• **ЦЕЛЬ**: Перепишите из фрагмента текста без изменений всё, начиная со слов «Черт! Трудно писать» и вплоть до слов «весомого оправдания себе.».

• **ФРАГМЕНТ ТЕКСТА**:
К развалинам Чевенгура (Голованов) - страница 158

А может, здесь и разгадка: тяжко только наследовать, когда душа жаждет собственного творения, тяжко бремя имени, а нельзя отказаться от него, и значит, надо как-то исхитриться и жизнь свою выделать, судьбу какую-никакую сделать из нее и тем оправдать свое право стоять рядом с замечательными предками…

Черт! Трудно писать о друге. Того и гляди, наврешь, и я чувствую уже, как поползла в строку гунявая, нудная интонация, и еще чуть-чуть – и такая грянет торжествующая фальшь, что меня стошнит. Короче, занесла его нелегкая в Сибирь, он тут потерся-потерся, да и прожил пятнадцать лет; этих годов назад не воротишь и не расстанешься с тем, что обрел, покуда не изживешь этого, хотя бы в литературе. О крае этом мало кто толково писал, и слово здесь от веку звучало лишь изустно; может, именно по этой причине рассказы его так поразительны, так достоверны, что здесь, в языковой стихии, печатное слово вынуждено искать очень весомого оправдания себе.

Необработанные данные

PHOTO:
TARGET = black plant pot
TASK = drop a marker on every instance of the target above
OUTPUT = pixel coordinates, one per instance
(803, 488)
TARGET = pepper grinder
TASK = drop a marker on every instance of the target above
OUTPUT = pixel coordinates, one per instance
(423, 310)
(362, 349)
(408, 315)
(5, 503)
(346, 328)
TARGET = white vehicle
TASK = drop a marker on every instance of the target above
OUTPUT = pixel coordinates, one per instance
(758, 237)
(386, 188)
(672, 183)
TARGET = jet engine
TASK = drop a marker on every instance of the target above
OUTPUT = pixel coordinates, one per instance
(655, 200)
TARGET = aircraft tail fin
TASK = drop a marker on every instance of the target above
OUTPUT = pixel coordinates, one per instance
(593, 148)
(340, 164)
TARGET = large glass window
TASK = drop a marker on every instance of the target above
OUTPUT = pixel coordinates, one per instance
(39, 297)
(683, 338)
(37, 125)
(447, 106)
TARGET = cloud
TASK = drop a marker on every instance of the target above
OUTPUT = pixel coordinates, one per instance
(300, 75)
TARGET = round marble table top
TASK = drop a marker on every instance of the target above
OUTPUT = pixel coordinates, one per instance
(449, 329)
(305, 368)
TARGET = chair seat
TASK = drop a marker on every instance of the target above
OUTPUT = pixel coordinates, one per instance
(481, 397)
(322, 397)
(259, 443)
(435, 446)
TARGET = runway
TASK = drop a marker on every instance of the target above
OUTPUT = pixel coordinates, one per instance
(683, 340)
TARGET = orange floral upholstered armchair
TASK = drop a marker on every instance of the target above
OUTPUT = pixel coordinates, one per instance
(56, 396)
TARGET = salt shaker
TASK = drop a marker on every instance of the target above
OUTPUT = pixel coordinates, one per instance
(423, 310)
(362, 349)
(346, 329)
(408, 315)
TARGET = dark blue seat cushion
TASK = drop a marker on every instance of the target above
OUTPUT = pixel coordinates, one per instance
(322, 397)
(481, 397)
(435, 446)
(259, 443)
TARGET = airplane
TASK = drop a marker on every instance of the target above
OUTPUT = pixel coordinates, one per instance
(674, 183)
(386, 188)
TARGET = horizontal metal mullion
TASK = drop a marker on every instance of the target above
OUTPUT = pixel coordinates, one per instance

• **ОТВЕТ**:
Черт! Трудно писать о друге. Того и гляди, наврешь, и я чувствую уже, как поползла в строку гунявая, нудная интонация, и еще чуть-чуть – и такая грянет торжествующая фальшь, что меня стошнит. Короче, занесла его нелегкая в Сибирь, он тут потерся-потерся, да и прожил пятнадцать лет; этих годов назад не воротишь и не расстанешься с тем, что обрел, покуда не изживешь этого, хотя бы в литературе. О крае этом мало кто толково писал, и слово здесь от веку звучало лишь изустно; может, именно по этой причине рассказы его так поразительны, так достоверны, что здесь, в языковой стихии, печатное слово вынуждено искать очень весомого оправдания себе.